## What needs to be done
Please give the data below again in full, exactly as it stands.
━━━━━ Task material
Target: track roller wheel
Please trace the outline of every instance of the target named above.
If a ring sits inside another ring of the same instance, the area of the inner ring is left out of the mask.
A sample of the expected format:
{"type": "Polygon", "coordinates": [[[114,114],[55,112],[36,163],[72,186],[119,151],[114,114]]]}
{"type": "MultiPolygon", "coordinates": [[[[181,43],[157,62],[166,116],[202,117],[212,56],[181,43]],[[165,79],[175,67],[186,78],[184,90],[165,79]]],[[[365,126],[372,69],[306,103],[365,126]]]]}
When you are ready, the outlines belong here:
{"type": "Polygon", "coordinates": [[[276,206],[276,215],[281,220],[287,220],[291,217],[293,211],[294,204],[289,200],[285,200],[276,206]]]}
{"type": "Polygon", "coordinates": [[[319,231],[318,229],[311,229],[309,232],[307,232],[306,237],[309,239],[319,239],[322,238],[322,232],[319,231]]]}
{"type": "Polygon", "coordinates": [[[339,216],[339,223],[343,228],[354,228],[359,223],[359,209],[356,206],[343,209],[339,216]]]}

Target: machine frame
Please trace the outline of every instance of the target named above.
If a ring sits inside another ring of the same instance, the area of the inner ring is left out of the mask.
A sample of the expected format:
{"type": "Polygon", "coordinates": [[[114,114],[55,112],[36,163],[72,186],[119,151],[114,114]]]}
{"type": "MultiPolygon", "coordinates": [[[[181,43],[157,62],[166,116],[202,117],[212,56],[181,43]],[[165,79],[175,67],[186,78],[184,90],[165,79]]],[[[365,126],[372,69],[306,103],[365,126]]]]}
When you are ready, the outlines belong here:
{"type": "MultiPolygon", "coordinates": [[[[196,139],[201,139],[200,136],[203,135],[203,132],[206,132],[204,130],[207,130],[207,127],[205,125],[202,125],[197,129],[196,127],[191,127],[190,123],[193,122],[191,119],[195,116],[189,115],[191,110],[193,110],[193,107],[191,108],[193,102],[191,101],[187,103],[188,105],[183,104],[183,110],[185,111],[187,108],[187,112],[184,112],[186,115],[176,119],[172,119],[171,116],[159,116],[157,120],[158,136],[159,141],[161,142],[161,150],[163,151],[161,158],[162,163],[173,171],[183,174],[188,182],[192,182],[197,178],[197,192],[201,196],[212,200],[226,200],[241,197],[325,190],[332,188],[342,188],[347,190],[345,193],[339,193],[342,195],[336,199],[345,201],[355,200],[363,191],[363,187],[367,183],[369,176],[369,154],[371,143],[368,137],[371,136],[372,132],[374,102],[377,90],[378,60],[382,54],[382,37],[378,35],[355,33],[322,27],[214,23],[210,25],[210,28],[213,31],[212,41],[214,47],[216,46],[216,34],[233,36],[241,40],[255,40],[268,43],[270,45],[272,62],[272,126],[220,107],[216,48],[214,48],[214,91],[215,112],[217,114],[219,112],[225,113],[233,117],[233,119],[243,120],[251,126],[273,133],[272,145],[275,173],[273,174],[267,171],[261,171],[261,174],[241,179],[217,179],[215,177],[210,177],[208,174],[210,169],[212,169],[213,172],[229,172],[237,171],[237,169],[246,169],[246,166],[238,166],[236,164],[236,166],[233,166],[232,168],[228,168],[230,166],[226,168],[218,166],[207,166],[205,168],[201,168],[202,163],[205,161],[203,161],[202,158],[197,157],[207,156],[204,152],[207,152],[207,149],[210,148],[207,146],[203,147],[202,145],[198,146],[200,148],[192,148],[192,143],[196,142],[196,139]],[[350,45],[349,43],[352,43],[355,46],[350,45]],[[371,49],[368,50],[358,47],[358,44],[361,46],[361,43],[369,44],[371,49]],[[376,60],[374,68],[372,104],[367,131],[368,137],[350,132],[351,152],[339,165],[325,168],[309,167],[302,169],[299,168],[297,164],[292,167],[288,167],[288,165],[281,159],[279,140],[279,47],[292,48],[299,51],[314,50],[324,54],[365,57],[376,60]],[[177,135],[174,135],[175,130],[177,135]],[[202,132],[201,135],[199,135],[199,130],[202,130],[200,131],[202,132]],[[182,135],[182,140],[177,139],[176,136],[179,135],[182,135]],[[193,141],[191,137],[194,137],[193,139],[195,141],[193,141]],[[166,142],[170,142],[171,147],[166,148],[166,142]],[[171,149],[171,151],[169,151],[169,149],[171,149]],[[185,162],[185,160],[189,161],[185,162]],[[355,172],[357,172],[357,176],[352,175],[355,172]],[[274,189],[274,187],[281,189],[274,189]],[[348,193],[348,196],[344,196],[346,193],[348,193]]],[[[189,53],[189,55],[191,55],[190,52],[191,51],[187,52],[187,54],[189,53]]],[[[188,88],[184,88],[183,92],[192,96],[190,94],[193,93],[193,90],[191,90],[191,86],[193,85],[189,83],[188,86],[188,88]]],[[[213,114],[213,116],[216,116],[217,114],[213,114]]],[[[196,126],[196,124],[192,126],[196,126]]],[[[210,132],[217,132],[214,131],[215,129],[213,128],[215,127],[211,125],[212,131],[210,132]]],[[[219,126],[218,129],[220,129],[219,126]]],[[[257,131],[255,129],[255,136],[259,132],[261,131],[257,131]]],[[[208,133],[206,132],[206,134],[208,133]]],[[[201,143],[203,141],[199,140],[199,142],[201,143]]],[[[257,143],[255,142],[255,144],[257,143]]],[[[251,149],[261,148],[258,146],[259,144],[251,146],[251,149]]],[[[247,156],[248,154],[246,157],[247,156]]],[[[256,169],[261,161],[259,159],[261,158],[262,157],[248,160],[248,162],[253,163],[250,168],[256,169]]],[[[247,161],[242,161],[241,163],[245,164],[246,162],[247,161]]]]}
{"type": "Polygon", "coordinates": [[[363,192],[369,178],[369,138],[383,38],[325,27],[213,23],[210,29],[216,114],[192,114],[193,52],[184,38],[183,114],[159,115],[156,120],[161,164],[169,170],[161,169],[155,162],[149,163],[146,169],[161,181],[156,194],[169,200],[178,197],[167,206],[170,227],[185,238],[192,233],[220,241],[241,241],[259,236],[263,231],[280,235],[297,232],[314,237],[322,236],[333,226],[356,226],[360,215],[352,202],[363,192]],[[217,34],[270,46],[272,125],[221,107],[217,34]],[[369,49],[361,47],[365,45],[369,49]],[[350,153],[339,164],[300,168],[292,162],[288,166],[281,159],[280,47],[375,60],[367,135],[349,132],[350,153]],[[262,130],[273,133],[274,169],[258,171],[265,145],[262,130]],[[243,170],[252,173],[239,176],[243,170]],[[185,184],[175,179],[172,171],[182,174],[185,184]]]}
━━━━━━━━━━
## Result below
Target: track roller wheel
Please trace the outline of every instance of the target named above.
If a ring sits inside another ring of the same instance, the area of the inner ring is left out of the mask.
A sample of the expected format:
{"type": "Polygon", "coordinates": [[[114,114],[55,112],[36,163],[72,186],[119,151],[114,114]]]}
{"type": "MultiPolygon", "coordinates": [[[[181,43],[157,62],[166,116],[202,117],[212,56],[181,43]],[[165,79],[175,67],[186,78],[184,90],[165,79]]],[[[365,126],[372,69],[306,103],[365,126]]]]}
When you are ready, the outlines belong here:
{"type": "Polygon", "coordinates": [[[276,206],[276,215],[281,220],[287,220],[291,217],[293,211],[294,204],[289,200],[285,200],[276,206]]]}
{"type": "Polygon", "coordinates": [[[319,231],[318,229],[311,229],[309,232],[307,232],[306,237],[309,239],[319,239],[322,238],[322,232],[319,231]]]}
{"type": "Polygon", "coordinates": [[[339,216],[339,223],[343,228],[354,228],[359,223],[359,209],[356,206],[343,209],[339,216]]]}

Target: machine frame
Please trace the outline of every instance of the target named above.
If a ring sits inside another ring of the same instance, the area of the inner ring is left out of the mask.
A sample of the expected format:
{"type": "Polygon", "coordinates": [[[114,114],[55,112],[36,163],[72,186],[119,151],[114,114]]]}
{"type": "MultiPolygon", "coordinates": [[[[181,43],[157,62],[166,116],[202,117],[212,56],[181,43]],[[165,79],[175,67],[186,78],[184,90],[165,79]]],[[[365,126],[372,69],[306,103],[365,126]]]]}
When you are ready, the outlines belong here:
{"type": "MultiPolygon", "coordinates": [[[[196,139],[201,139],[200,136],[203,135],[203,132],[206,132],[204,130],[207,130],[207,127],[205,125],[202,125],[197,129],[196,127],[191,127],[190,123],[193,122],[191,119],[195,116],[189,115],[191,110],[193,110],[193,107],[191,108],[193,102],[191,101],[187,103],[188,105],[183,104],[183,110],[185,111],[187,108],[187,112],[184,112],[186,115],[176,119],[172,119],[171,116],[159,116],[157,120],[158,136],[159,141],[161,142],[161,150],[163,151],[161,158],[162,163],[173,171],[183,174],[188,182],[192,182],[197,178],[197,192],[201,196],[212,200],[226,200],[241,197],[325,190],[332,188],[342,188],[347,190],[345,193],[339,193],[342,195],[336,199],[345,201],[355,200],[363,191],[363,187],[367,183],[369,176],[369,154],[371,143],[368,137],[371,136],[372,132],[374,102],[377,90],[378,60],[382,54],[382,37],[378,35],[355,33],[322,27],[214,23],[210,25],[210,28],[213,31],[212,41],[214,47],[216,46],[216,34],[233,36],[241,40],[255,40],[268,43],[270,45],[272,62],[272,126],[220,107],[216,48],[214,48],[214,91],[215,112],[217,114],[219,112],[225,113],[233,117],[233,119],[243,120],[251,126],[273,133],[272,145],[275,173],[273,174],[267,171],[261,171],[261,174],[241,179],[217,179],[215,177],[210,177],[208,174],[210,169],[212,169],[213,172],[229,172],[237,171],[237,169],[246,169],[246,166],[238,166],[236,164],[236,166],[233,166],[232,168],[228,168],[230,166],[226,168],[218,166],[207,166],[205,168],[201,168],[202,163],[205,161],[203,161],[202,158],[197,157],[207,156],[204,152],[207,152],[207,149],[210,148],[207,146],[203,147],[202,145],[198,146],[200,148],[192,148],[192,143],[196,142],[196,139]],[[350,45],[349,43],[352,43],[355,46],[350,45]],[[371,49],[368,50],[358,47],[358,44],[361,46],[361,43],[369,44],[371,49]],[[376,60],[374,68],[372,104],[367,131],[368,137],[350,132],[351,152],[339,165],[325,168],[309,167],[302,169],[299,168],[297,164],[292,167],[288,167],[288,165],[281,159],[279,140],[279,47],[292,48],[299,51],[314,50],[324,54],[365,57],[376,60]],[[177,135],[174,135],[175,130],[177,135]],[[202,132],[201,135],[199,135],[199,130],[202,130],[200,131],[202,132]],[[182,135],[182,140],[177,139],[176,136],[179,135],[182,135]],[[193,141],[191,137],[194,137],[193,139],[195,141],[193,141]],[[166,142],[170,142],[171,147],[166,148],[166,142]],[[171,149],[171,151],[169,151],[169,149],[171,149]],[[185,162],[185,160],[189,161],[185,162]],[[355,172],[357,172],[357,176],[352,175],[355,172]],[[274,189],[274,187],[281,189],[274,189]],[[348,193],[348,196],[344,196],[346,193],[348,193]]],[[[189,53],[189,55],[191,55],[190,52],[191,51],[187,52],[187,54],[189,53]]],[[[188,88],[184,88],[183,92],[192,96],[190,94],[193,93],[193,90],[191,90],[191,86],[193,85],[189,83],[188,86],[188,88]]],[[[213,114],[213,116],[216,116],[217,114],[213,114]]],[[[196,126],[196,124],[192,126],[196,126]]],[[[210,132],[217,132],[214,131],[215,129],[213,128],[215,127],[211,125],[212,131],[210,132]]],[[[219,126],[218,129],[220,129],[219,126]]],[[[257,131],[255,129],[255,136],[259,132],[261,131],[257,131]]],[[[208,133],[206,132],[206,134],[208,133]]],[[[201,143],[203,141],[199,140],[199,142],[201,143]]],[[[257,143],[255,142],[255,144],[257,143]]],[[[251,149],[261,148],[258,146],[259,144],[251,146],[251,149]]],[[[247,156],[248,154],[246,157],[247,156]]],[[[256,169],[261,161],[259,159],[261,158],[262,157],[248,160],[248,162],[253,163],[250,168],[256,169]]],[[[247,161],[242,161],[241,163],[245,164],[246,162],[247,161]]]]}
{"type": "Polygon", "coordinates": [[[363,192],[369,178],[369,138],[383,38],[325,27],[213,23],[210,29],[216,114],[192,114],[193,52],[184,38],[183,114],[159,115],[156,120],[161,164],[169,170],[161,169],[155,162],[149,163],[146,169],[161,181],[156,194],[169,200],[178,197],[167,206],[170,227],[185,238],[192,233],[220,241],[241,241],[259,236],[263,231],[280,235],[297,232],[314,237],[322,236],[333,226],[356,226],[360,215],[352,202],[363,192]],[[217,34],[270,46],[272,125],[221,107],[217,34]],[[369,49],[361,47],[365,45],[369,49]],[[350,153],[339,164],[300,168],[292,162],[288,166],[281,159],[280,47],[375,60],[367,135],[349,132],[350,153]],[[262,130],[273,133],[274,169],[258,171],[265,145],[262,130]],[[243,170],[252,173],[239,176],[243,170]],[[185,184],[175,179],[172,171],[182,174],[185,184]]]}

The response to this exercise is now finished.